TASK REQUIREMENTS> Collect all lines below with the string "exact".

** Opening SOURCE INFORMATION block **

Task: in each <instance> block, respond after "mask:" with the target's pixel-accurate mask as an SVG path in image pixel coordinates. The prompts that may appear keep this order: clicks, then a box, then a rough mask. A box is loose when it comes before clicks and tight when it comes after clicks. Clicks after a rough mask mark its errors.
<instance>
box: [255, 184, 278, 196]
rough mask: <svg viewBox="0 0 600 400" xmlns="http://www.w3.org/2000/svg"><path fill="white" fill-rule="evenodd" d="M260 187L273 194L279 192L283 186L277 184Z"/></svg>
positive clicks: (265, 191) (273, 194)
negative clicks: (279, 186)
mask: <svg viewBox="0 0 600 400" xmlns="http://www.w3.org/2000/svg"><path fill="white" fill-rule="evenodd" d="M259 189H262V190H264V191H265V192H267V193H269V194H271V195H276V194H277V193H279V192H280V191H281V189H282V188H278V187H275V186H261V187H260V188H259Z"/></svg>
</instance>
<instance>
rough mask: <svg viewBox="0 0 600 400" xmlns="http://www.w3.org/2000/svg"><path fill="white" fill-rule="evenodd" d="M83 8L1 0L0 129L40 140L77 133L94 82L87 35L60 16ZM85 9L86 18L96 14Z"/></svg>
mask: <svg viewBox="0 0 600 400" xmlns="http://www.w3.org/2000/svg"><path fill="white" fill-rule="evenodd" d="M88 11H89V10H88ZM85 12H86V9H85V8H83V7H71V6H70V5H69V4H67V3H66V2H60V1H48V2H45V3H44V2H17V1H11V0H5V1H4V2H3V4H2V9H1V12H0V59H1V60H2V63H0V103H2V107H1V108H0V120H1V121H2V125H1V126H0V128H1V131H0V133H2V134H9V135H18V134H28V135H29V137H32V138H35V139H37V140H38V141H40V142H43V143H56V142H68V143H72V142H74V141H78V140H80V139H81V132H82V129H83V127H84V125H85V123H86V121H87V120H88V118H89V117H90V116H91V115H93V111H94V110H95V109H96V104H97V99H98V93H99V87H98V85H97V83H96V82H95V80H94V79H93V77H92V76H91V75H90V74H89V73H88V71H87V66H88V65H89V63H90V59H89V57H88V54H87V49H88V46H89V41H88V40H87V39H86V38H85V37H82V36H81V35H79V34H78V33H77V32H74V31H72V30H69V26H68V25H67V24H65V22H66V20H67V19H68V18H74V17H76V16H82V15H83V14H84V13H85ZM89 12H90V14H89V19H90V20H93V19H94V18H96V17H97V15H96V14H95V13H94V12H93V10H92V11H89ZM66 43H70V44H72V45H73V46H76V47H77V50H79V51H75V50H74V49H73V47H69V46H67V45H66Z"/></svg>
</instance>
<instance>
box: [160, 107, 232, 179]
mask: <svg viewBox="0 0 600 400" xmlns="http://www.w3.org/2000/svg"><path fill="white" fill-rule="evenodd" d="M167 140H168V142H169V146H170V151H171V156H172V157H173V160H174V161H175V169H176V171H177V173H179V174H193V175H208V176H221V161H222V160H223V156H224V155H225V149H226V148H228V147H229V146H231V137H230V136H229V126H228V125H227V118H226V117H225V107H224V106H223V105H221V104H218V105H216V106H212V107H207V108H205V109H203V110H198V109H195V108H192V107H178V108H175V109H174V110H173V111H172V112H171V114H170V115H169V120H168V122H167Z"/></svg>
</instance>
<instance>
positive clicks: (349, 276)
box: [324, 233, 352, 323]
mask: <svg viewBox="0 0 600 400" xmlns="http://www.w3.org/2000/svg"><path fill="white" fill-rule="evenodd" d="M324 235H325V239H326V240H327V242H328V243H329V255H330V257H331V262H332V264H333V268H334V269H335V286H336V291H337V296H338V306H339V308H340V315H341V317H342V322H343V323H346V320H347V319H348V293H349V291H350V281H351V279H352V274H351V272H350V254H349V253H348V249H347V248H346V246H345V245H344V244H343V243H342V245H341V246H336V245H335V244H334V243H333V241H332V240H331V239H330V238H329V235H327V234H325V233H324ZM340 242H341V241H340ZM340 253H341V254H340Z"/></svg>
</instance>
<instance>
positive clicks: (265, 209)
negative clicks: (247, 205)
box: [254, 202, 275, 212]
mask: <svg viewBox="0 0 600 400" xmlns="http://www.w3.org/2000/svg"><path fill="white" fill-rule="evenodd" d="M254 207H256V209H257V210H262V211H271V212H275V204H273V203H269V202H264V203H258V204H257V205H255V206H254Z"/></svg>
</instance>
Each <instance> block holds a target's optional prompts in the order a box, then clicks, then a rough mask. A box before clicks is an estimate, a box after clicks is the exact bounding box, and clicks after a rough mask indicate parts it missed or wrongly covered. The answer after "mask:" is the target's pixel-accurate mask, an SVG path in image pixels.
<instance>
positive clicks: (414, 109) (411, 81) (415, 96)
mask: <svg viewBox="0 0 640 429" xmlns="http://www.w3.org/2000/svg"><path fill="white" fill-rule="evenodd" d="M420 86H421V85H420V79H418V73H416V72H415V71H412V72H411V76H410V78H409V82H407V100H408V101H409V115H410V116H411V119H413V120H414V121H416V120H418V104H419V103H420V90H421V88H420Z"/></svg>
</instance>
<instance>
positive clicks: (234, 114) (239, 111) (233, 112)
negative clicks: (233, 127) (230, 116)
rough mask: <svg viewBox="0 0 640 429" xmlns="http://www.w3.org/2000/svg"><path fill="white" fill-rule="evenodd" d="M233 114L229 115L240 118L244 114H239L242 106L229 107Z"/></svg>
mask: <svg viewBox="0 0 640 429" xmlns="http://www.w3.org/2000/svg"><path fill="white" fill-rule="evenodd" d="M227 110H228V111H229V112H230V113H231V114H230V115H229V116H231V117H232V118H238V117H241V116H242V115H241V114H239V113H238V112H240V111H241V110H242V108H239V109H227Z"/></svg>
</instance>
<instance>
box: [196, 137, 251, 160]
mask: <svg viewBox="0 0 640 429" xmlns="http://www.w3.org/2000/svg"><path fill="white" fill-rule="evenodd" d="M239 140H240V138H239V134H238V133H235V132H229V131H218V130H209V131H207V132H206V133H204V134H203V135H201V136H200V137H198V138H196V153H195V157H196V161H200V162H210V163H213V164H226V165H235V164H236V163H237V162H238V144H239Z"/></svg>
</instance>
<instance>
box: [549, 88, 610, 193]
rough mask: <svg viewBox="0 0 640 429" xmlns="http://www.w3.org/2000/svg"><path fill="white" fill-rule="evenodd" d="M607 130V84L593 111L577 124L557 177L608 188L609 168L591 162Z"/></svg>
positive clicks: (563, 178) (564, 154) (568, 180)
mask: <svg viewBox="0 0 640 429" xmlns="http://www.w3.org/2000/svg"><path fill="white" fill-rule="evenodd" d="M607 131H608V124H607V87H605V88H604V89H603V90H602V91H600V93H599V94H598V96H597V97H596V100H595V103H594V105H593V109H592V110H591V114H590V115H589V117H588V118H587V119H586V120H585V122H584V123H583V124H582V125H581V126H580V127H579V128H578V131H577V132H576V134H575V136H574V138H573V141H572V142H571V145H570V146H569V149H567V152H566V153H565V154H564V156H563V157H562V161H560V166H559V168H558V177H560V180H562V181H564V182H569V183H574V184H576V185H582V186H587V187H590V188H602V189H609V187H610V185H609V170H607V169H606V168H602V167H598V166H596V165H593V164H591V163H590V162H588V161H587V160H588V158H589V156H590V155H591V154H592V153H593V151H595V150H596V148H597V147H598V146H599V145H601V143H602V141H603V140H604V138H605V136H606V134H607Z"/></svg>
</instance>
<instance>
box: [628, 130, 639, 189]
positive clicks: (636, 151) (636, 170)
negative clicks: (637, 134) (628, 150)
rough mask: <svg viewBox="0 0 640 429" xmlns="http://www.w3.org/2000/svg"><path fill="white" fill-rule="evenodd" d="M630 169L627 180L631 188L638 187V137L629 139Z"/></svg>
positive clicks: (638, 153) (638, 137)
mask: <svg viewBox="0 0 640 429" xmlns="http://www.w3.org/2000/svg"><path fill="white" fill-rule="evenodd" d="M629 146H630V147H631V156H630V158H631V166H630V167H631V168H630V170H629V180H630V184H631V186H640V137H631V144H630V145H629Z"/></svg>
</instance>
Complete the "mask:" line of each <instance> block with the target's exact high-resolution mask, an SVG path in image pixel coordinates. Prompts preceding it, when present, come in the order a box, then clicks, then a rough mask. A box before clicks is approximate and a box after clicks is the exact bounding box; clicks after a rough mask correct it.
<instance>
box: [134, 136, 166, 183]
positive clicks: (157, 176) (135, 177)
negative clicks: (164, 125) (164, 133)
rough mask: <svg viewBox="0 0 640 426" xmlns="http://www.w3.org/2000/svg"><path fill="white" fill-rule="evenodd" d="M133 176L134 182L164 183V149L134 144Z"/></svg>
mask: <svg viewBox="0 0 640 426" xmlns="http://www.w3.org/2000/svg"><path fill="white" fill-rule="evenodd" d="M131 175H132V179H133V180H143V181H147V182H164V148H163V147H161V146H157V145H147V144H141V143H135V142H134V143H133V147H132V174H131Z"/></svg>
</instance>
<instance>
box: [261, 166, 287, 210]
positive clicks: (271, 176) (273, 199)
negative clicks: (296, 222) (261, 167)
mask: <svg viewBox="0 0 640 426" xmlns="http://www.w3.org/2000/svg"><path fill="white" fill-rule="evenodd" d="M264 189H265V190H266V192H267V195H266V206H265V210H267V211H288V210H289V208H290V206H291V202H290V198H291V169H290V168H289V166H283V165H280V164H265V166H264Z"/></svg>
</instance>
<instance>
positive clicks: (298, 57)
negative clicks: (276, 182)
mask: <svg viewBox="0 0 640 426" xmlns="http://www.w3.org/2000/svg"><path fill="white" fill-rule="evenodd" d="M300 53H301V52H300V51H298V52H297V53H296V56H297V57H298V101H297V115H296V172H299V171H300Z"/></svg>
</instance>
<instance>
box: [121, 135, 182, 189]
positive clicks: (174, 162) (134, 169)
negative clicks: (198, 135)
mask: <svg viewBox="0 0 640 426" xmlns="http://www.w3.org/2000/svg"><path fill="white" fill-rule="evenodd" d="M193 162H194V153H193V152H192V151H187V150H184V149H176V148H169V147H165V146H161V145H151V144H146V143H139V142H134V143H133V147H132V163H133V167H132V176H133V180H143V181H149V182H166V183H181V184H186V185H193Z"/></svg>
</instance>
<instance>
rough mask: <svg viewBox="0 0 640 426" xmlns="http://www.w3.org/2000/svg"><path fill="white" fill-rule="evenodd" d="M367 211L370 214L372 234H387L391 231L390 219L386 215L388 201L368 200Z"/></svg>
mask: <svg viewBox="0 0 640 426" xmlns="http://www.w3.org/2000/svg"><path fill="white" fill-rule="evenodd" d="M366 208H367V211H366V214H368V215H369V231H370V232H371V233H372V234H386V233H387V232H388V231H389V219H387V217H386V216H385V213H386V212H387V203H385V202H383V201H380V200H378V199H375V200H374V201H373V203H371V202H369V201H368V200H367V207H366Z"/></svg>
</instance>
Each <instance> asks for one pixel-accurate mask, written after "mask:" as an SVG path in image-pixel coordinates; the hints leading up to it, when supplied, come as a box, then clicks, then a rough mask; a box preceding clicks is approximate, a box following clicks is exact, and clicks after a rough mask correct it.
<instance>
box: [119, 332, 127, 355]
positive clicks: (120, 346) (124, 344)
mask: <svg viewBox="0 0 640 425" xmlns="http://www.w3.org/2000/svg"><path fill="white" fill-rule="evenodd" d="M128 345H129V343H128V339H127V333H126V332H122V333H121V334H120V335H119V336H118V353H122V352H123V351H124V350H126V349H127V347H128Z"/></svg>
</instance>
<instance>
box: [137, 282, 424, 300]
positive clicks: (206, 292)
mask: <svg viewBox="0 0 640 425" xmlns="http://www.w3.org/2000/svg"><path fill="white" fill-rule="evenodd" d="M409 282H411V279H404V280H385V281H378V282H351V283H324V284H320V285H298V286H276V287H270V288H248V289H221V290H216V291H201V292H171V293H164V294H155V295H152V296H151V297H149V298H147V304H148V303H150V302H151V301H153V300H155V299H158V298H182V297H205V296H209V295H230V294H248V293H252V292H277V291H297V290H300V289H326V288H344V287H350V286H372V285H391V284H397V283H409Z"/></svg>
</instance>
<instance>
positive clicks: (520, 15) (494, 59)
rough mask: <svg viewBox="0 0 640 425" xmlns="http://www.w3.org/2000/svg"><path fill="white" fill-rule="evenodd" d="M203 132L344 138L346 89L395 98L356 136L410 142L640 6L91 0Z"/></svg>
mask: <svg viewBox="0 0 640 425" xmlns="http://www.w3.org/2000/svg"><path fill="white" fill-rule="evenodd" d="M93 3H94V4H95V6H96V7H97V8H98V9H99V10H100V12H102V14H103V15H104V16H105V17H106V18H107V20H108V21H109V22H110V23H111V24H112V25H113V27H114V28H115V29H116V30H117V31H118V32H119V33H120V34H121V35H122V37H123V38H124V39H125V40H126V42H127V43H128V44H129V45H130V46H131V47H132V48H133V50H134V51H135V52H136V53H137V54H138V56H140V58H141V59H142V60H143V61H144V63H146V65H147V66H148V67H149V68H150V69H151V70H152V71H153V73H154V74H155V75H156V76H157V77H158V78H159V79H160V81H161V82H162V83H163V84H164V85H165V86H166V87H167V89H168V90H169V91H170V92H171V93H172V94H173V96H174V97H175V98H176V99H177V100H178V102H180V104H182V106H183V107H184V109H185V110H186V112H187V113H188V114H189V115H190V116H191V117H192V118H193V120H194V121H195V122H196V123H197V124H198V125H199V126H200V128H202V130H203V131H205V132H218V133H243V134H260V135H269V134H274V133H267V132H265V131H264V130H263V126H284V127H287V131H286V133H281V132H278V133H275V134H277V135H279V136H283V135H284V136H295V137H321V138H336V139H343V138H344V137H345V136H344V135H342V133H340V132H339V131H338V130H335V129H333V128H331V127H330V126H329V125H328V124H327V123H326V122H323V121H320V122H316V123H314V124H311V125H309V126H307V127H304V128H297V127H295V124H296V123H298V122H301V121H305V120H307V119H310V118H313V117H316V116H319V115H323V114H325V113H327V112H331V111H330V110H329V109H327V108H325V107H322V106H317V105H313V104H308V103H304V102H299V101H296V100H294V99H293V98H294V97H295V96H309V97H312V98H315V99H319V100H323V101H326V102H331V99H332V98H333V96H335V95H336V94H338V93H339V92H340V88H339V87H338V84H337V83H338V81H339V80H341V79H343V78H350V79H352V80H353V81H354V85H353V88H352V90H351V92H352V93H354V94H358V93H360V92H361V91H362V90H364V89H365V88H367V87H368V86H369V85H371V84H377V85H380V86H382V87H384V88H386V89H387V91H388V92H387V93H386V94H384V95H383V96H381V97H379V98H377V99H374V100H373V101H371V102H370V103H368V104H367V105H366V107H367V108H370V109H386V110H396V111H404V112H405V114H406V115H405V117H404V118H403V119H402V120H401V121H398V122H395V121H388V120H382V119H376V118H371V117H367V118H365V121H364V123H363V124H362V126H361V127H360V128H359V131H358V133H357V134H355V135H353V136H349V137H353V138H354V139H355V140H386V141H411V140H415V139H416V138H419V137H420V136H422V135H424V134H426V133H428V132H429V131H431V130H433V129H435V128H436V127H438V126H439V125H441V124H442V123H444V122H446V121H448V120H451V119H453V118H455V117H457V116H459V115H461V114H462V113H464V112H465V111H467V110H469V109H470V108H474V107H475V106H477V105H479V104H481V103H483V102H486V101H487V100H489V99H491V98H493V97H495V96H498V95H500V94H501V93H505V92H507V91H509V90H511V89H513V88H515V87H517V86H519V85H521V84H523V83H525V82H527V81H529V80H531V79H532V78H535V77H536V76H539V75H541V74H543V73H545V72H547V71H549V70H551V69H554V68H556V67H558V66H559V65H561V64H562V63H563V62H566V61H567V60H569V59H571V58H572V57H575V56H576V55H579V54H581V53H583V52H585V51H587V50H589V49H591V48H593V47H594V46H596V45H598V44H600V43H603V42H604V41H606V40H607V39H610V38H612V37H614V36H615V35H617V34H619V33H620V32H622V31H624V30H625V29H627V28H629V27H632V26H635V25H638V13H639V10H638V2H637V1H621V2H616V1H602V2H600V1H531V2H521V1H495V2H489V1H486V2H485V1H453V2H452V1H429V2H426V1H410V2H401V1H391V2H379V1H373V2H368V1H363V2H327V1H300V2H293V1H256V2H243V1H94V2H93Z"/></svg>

** Closing SOURCE INFORMATION block **

WRITTEN SOLUTION>
Each <instance> block holds a target's optional prompts in the order a box, then clicks, then a rough mask. A box before clicks is an estimate, a box after clicks is the exact bounding box, and clicks after a rough mask indicate parts it missed or wrongly covered. The answer after "mask:" is the target's pixel-accurate mask, an SVG path in image pixels.
Complete the "mask:" line of each <instance> block with the target's exact high-resolution mask, an SVG path in image pixel coordinates. Prompts preceding it, when present, come in the order a box, then clicks, then a rough mask. A box before clicks is approximate and a box after clicks is the exact bounding box; clicks after a rough mask correct it.
Each <instance> asks for one pixel-accurate mask, written after "mask:" as an SVG path in image-pixel coordinates; the hints leading up to it, when supplied, come as a box, then clicks, then a rough mask; a box preceding clicks is approximate, a box following clicks is exact, and clicks after a rough mask correct it.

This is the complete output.